Move every bounding-box coordinate in the answers by -22, and write out all of the lines below again, requests included. Leave the sample coordinates in each spec untouched.

_Extracted entries:_
■ ■ ■ ■ ■

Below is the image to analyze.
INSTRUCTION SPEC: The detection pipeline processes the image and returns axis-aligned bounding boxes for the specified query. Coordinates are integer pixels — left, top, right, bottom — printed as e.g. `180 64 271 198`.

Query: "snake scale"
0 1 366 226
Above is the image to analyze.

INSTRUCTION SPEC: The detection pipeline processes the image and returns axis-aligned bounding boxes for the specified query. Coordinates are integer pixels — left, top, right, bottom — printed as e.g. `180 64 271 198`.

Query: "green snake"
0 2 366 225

■ ■ ■ ■ ■

_Task response:_
Below is the image to analyze.
INSTRUCTION SPEC: The detection pipeline processes the image and returns axis-aligned bounding boxes for the specified query. Coordinates are integer pixels — left, top, right, bottom — printed as e.g. `180 64 271 198`.

Query: "snake scale"
-22 -21 344 204
Above is the image to analyze.

INSTRUCTION SPEC: The detection pipeline processes the image and returns axis-aligned bounding boxes for the specified query. Coordinates are integer pixels — left, top, right, bottom — printed as e.g. `180 64 271 198`.

Query: "green snake"
-22 -20 344 203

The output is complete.